╭─ Material for the task
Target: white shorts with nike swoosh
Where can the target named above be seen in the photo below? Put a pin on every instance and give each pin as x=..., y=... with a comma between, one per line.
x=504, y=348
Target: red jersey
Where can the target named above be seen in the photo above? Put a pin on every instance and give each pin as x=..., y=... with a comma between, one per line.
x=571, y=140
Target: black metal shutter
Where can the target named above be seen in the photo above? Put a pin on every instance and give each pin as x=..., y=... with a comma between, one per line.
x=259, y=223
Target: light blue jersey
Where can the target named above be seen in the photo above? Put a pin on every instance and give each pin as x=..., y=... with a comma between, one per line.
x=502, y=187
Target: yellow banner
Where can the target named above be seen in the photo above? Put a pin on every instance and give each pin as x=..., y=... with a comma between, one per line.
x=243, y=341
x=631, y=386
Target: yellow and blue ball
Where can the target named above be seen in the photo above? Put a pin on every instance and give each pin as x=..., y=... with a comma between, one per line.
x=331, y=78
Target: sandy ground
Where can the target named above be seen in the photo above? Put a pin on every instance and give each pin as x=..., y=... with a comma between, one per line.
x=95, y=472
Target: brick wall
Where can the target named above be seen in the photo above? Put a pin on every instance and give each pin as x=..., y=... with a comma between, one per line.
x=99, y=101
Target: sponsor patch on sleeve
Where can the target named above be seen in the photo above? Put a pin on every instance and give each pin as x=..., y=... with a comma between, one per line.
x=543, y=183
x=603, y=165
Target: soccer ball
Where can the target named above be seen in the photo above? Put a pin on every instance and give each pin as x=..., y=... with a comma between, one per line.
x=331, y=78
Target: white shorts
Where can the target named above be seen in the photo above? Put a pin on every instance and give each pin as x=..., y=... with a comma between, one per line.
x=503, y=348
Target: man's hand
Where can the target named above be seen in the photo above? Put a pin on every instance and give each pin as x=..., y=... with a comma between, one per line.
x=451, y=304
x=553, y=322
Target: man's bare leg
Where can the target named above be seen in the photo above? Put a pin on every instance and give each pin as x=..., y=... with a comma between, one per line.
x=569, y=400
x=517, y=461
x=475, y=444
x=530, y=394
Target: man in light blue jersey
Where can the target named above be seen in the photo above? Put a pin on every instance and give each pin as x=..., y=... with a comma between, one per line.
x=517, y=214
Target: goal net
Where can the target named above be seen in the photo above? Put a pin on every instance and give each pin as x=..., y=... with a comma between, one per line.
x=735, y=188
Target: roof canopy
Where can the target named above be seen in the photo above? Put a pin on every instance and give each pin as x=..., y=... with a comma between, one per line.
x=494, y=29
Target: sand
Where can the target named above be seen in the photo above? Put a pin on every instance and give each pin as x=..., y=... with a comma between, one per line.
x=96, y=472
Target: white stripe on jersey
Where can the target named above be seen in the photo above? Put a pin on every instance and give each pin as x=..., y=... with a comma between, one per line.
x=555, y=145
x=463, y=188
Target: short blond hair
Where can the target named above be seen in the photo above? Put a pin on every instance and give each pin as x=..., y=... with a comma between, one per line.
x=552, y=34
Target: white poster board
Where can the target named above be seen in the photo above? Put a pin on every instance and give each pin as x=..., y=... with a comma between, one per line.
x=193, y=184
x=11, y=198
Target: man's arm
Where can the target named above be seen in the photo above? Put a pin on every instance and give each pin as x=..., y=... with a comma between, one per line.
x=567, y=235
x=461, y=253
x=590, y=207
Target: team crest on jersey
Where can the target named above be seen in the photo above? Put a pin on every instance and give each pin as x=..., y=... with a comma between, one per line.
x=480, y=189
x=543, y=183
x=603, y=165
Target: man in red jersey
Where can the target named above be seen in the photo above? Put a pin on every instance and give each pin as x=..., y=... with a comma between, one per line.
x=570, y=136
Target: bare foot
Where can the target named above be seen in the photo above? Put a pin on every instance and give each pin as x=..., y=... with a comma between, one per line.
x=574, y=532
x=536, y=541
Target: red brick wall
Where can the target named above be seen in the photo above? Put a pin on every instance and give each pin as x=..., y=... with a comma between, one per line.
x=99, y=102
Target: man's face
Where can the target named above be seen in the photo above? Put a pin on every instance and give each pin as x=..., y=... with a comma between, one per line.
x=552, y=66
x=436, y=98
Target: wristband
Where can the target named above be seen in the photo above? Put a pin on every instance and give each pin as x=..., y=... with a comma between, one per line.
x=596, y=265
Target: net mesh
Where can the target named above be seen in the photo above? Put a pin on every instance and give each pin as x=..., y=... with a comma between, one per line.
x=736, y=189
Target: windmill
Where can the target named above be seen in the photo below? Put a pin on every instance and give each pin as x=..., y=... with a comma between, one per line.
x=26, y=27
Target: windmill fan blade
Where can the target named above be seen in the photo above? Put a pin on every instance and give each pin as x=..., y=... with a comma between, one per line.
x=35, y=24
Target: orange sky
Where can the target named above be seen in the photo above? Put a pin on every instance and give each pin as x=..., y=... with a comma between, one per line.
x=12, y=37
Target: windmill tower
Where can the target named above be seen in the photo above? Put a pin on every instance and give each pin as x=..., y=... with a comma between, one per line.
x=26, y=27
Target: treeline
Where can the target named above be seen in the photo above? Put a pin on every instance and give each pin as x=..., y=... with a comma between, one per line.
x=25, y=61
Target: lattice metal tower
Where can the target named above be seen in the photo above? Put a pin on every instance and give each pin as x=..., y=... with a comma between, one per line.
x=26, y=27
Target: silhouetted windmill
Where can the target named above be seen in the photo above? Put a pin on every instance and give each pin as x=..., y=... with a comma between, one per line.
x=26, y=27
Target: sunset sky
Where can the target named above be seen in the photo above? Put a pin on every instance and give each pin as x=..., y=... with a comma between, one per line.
╰─
╭─ Material for the task
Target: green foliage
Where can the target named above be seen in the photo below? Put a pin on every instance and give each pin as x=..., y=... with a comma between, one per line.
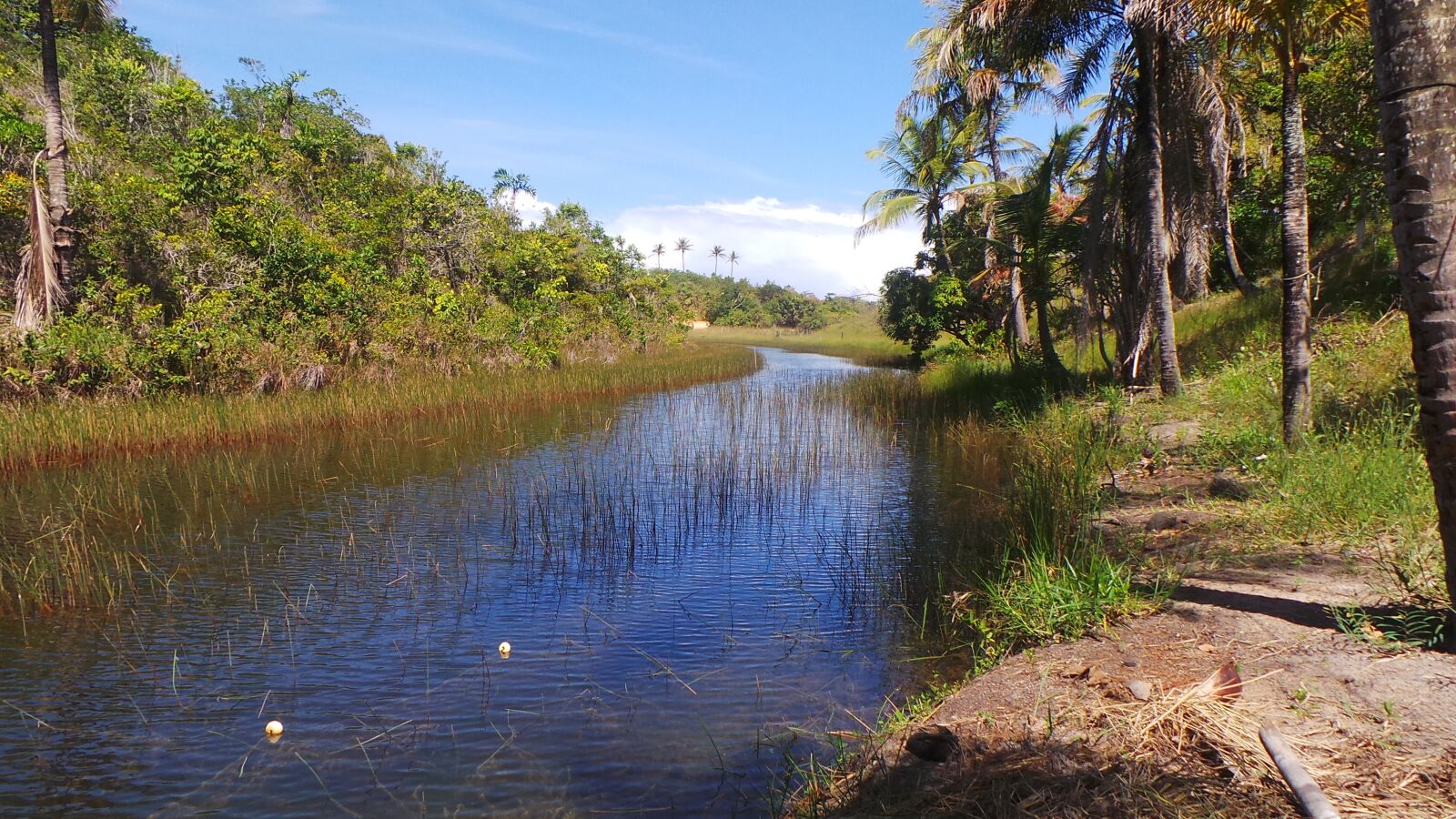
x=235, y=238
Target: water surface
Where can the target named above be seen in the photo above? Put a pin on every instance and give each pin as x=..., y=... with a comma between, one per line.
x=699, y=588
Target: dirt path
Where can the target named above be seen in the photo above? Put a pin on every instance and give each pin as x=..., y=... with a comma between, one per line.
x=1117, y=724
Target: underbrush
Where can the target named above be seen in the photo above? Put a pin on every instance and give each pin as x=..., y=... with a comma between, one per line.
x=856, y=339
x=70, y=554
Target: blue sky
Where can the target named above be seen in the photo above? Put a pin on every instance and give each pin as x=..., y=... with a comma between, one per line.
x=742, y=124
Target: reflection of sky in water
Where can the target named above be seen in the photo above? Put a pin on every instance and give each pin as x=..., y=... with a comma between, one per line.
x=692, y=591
╰─
Return every line of the listing above where "light" appears.

Target: light blue jersey
Target: man in light blue jersey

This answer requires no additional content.